#### Objective
Gather every line in the rows below that has the word "handheld" in it.

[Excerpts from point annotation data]
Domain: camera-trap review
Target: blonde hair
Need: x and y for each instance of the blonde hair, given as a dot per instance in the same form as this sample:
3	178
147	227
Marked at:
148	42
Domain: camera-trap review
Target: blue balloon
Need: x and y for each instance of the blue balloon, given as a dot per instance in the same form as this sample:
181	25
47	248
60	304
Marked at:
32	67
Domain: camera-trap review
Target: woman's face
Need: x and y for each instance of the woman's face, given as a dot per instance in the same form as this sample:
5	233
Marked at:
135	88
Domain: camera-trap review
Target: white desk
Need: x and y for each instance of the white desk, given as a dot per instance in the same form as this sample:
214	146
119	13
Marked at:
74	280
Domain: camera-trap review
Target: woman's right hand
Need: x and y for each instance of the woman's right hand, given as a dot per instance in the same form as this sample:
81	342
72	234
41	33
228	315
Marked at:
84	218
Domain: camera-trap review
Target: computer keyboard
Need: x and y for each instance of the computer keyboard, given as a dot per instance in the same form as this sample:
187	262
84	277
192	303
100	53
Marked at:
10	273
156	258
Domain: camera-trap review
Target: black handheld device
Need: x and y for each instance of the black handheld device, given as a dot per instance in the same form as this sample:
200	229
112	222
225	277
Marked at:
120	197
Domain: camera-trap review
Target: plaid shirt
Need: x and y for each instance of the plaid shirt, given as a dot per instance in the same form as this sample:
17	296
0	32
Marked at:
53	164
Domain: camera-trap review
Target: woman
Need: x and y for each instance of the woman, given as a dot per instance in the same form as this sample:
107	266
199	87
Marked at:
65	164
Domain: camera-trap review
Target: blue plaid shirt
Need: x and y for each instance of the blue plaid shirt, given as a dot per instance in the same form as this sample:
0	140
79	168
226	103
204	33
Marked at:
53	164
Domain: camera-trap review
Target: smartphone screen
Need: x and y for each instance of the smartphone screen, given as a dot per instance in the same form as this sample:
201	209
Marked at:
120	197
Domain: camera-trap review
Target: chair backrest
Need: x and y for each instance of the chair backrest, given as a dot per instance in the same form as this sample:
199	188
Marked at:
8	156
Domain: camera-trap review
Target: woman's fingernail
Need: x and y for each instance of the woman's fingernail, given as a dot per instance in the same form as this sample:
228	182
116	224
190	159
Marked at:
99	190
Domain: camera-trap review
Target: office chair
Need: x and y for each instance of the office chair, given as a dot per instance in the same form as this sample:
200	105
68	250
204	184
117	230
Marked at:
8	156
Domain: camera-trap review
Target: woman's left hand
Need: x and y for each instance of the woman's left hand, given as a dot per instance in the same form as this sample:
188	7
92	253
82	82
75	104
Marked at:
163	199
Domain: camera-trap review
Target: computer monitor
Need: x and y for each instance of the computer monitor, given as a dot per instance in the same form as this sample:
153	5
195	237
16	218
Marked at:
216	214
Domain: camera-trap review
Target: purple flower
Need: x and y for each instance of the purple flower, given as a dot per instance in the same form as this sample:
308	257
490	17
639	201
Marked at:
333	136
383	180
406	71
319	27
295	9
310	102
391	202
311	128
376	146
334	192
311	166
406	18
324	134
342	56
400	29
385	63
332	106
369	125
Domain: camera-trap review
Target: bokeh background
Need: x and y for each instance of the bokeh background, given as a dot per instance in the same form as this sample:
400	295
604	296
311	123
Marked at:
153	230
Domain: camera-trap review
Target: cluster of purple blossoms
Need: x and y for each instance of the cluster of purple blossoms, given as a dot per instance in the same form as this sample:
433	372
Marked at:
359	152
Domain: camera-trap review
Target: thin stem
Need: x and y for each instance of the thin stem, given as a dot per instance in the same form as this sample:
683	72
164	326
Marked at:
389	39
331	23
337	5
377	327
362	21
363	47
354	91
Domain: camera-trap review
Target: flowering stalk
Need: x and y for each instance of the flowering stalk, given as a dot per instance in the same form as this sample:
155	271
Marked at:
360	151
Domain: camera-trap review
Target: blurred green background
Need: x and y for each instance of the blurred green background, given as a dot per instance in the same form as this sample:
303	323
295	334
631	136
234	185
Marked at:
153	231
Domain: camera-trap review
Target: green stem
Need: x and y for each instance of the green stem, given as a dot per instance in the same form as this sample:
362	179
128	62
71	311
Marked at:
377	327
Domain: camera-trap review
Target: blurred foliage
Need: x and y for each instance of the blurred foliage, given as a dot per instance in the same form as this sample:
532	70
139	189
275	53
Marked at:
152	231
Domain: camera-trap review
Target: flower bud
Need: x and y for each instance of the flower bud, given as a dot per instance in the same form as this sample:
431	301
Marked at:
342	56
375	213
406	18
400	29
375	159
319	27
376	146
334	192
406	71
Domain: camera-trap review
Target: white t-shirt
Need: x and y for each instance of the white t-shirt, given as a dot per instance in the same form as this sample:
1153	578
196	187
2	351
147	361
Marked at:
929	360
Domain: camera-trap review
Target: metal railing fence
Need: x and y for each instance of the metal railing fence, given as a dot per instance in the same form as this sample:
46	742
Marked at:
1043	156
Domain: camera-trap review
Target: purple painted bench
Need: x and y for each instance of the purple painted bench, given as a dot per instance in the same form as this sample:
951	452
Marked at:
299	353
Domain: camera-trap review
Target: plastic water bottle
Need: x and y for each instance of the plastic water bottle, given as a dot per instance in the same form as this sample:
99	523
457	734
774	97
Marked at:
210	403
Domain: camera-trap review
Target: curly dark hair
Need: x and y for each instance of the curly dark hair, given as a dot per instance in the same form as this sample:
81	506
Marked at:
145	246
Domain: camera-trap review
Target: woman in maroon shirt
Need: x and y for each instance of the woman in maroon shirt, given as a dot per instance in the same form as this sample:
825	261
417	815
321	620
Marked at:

#### Solution to this problem
Target: black handheld device
Need: x and y for each instance of the black handheld device, given as a dot per instance in the same form as this sample:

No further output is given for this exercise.